REQUIRED ACTION
Without including any pictures, copy each entry below exactly.

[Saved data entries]
-------------------------

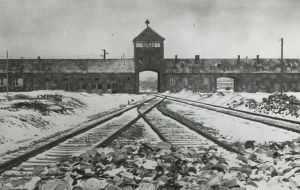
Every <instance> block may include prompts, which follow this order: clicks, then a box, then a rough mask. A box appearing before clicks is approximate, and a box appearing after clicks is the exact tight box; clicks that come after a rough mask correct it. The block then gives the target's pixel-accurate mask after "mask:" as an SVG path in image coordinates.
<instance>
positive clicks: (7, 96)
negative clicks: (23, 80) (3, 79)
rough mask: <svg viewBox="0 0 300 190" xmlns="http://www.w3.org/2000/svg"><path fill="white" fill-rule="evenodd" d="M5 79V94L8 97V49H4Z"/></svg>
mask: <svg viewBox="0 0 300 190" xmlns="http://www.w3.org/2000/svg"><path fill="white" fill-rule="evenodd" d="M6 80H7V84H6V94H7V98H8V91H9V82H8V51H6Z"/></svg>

-------------------------

ANSWER BOX
Every <instance> block may include prompts, which follow this order: clicks, then a box, then a rough mask. A box appearing before clicks is approximate, and a box appearing after clicks is the exact tight box; clicks that come after a rough mask correct it. The block then gives the target's pixel-accurate mask after "mask:" as an SVG path in image coordinates.
<instance>
positive clicks: (7, 96)
negative clicks: (23, 80) (3, 79)
rough mask: <svg viewBox="0 0 300 190" xmlns="http://www.w3.org/2000/svg"><path fill="white" fill-rule="evenodd" d="M5 79V94L8 97V49H4Z"/></svg>
mask: <svg viewBox="0 0 300 190" xmlns="http://www.w3.org/2000/svg"><path fill="white" fill-rule="evenodd" d="M6 80H7V84H6V94H7V98H8V91H9V82H8V51H6Z"/></svg>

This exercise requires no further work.